#### Your goal
In the entries below, format the lines starting at the one containing "Where can the black pocket" and ending at the one containing "pixel 499 437" as a numbered list, including both of those lines and omitting any blank lines.
[start of Data lines]
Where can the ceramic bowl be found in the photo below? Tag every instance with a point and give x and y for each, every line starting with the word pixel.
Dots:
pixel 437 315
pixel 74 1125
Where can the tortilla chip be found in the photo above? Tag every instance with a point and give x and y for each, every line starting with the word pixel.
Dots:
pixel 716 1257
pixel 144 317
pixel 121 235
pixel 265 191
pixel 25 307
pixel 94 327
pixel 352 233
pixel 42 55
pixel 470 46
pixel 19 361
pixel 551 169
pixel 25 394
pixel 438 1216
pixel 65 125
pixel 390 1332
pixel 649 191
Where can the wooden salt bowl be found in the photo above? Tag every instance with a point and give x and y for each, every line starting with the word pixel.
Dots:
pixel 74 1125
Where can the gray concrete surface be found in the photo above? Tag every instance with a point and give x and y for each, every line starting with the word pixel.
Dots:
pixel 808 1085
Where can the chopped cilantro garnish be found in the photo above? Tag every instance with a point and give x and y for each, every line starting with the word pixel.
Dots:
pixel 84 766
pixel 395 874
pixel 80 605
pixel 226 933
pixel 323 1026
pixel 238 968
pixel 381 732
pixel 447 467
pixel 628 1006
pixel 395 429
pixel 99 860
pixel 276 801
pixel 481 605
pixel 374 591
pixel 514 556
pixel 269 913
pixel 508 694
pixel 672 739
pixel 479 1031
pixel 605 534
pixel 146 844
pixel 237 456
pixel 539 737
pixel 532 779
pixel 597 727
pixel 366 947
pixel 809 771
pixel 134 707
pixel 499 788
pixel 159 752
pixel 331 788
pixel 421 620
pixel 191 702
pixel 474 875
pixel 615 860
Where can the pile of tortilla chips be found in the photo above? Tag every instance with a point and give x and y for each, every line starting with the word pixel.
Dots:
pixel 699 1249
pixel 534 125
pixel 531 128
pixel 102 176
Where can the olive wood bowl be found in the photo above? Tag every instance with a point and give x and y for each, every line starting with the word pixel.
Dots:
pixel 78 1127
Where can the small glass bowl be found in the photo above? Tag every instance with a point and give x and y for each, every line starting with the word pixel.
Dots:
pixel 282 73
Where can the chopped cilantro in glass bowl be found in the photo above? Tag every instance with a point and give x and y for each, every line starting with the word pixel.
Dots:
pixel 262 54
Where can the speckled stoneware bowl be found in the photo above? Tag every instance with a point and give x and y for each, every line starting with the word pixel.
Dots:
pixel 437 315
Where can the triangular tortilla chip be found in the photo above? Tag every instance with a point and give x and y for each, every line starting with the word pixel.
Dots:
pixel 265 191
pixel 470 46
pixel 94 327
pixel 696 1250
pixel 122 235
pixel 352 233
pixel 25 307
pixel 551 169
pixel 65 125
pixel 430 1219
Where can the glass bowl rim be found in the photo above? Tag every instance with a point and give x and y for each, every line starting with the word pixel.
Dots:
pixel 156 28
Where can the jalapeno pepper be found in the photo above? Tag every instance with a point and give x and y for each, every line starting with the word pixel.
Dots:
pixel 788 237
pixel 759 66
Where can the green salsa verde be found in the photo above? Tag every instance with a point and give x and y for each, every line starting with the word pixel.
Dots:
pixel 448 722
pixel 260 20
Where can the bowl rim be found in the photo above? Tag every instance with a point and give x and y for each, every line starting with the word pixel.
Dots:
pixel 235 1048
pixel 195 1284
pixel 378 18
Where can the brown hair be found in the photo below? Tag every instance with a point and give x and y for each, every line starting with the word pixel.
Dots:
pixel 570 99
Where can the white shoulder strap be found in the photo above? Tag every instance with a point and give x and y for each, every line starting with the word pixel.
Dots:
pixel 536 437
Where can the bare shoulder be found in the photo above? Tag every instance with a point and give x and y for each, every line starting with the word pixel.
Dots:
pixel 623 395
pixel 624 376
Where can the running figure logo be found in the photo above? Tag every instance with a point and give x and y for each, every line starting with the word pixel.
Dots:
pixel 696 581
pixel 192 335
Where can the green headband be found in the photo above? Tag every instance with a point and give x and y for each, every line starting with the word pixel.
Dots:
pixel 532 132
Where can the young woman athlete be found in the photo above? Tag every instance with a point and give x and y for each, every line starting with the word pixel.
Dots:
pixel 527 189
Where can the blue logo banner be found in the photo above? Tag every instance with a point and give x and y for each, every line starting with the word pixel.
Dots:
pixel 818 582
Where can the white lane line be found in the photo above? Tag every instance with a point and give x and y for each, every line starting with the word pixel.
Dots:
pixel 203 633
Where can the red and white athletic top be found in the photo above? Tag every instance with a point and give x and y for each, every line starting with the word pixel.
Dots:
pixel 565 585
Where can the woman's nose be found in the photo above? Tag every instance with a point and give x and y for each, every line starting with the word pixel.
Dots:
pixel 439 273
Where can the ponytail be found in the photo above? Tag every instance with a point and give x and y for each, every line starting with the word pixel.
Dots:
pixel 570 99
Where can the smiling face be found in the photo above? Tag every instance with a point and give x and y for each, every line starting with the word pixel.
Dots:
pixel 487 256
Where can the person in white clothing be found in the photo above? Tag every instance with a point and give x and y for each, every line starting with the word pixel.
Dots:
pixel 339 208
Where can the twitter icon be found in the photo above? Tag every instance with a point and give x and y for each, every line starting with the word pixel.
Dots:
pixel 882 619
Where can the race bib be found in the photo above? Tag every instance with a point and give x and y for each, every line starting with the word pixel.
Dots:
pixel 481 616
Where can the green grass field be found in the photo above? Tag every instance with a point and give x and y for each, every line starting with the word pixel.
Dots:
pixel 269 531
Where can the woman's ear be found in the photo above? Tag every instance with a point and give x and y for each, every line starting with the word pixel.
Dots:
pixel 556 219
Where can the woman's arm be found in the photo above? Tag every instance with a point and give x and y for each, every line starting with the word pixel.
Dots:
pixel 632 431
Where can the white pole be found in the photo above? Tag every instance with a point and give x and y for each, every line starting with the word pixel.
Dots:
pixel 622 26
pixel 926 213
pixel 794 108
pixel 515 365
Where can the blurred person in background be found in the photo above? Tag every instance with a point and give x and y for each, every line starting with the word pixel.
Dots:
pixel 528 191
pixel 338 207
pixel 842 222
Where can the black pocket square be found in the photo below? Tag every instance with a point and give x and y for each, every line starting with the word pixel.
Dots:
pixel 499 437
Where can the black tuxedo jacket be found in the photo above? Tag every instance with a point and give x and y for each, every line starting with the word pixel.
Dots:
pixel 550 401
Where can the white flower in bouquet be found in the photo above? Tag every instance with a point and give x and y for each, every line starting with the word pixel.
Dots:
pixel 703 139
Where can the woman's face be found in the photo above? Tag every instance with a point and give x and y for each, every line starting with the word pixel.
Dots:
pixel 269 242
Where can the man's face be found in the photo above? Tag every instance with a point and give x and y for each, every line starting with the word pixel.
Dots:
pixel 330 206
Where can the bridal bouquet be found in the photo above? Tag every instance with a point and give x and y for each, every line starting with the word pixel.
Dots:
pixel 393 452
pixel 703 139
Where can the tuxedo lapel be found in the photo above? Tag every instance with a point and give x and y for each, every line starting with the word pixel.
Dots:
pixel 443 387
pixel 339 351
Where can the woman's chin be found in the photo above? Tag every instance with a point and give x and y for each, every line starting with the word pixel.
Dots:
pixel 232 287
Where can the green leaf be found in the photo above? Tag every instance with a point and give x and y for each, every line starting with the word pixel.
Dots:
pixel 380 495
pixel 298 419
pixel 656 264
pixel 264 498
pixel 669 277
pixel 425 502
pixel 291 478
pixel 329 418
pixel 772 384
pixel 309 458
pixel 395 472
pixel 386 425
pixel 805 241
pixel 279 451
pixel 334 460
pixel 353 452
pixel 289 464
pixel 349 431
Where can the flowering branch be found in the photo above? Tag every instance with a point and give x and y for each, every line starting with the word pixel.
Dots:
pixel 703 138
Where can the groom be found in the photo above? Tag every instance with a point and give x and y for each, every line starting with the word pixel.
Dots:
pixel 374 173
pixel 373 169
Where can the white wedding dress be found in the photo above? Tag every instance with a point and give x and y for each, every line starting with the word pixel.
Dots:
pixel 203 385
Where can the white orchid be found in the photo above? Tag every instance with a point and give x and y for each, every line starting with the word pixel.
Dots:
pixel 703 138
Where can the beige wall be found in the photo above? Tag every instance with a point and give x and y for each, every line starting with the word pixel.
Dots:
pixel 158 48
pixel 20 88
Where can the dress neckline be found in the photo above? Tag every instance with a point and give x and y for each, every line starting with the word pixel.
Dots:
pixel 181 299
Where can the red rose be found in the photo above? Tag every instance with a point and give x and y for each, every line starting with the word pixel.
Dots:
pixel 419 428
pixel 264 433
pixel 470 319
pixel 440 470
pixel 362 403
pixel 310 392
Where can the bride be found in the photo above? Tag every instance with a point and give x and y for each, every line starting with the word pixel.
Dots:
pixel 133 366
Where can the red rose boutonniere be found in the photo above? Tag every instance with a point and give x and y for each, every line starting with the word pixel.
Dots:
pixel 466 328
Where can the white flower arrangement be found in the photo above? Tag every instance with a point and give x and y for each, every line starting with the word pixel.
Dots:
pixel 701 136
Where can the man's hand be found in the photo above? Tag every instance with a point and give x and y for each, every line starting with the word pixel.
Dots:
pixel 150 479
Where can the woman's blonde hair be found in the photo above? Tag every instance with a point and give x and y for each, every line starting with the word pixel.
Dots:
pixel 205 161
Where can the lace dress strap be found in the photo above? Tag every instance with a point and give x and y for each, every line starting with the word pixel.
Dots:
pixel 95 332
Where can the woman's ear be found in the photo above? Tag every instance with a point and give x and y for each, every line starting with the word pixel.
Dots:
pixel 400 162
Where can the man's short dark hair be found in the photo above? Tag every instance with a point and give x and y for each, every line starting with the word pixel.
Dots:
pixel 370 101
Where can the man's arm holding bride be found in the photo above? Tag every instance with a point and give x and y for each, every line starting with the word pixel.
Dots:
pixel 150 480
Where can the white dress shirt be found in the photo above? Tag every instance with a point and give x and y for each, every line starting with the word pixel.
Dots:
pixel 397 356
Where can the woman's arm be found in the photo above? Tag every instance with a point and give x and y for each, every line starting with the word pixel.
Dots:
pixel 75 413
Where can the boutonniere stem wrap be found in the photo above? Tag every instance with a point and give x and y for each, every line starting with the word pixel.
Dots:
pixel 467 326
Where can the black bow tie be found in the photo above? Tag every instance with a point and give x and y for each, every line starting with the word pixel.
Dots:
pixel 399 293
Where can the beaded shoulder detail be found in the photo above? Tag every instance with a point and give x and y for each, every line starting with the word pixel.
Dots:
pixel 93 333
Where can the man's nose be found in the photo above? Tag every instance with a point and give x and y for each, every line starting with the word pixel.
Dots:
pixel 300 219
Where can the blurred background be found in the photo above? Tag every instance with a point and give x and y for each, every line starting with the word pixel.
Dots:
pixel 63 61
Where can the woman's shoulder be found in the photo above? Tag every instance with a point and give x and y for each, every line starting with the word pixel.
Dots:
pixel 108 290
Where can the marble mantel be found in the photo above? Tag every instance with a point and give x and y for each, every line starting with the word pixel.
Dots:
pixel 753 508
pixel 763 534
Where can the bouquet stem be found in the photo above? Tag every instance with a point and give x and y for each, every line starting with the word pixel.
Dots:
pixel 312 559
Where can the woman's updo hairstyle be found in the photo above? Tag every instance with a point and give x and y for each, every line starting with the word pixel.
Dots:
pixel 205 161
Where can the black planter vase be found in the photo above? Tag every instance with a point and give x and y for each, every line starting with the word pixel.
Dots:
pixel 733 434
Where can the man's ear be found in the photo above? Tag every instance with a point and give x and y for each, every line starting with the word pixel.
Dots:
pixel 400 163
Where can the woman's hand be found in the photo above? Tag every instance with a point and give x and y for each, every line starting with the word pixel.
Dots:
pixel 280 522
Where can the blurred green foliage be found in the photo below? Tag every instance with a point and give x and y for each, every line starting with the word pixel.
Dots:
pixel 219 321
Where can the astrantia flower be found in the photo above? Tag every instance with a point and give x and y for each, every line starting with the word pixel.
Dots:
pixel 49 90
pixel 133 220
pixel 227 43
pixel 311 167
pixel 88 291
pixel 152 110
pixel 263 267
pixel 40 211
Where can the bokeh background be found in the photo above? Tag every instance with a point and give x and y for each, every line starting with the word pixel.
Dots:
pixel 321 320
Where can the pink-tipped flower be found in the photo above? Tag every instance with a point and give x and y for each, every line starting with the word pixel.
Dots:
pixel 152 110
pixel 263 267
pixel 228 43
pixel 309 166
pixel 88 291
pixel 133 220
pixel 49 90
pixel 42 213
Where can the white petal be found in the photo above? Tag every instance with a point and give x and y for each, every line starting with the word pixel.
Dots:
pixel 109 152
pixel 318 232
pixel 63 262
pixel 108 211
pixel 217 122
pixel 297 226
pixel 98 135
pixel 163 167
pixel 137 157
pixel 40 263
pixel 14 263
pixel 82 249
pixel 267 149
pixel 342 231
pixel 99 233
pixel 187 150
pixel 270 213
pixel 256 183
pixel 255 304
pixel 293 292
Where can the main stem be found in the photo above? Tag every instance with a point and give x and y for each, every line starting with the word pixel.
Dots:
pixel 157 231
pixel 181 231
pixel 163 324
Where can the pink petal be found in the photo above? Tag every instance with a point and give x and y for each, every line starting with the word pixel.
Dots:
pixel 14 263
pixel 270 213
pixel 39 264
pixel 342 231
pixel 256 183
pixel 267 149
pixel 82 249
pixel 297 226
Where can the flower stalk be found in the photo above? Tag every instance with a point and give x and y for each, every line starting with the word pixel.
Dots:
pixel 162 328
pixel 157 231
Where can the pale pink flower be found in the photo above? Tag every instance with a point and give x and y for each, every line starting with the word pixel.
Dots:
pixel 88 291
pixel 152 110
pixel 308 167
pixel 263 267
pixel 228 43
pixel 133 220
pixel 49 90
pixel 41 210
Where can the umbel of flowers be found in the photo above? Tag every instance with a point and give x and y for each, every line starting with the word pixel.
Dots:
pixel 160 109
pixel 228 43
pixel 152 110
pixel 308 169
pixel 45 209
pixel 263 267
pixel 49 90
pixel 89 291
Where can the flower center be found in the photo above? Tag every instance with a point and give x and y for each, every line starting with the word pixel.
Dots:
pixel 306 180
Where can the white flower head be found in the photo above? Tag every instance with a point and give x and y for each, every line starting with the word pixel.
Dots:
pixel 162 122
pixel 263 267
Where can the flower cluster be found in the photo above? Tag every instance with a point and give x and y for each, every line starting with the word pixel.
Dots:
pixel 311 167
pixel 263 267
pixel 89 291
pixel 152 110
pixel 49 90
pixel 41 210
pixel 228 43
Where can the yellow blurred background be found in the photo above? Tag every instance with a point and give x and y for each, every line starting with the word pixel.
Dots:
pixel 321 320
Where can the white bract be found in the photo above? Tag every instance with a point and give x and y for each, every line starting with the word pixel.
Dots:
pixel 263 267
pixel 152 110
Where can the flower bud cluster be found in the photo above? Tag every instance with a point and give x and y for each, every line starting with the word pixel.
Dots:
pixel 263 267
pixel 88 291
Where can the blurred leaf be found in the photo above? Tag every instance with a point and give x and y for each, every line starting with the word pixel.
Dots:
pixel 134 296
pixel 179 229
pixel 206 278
[end of Data lines]
#### Full response
1. Where can the black pocket square be found in the photo below? Tag every instance with a point and give x and y for each, every line starting with the word pixel.
2. Dots:
3. pixel 499 437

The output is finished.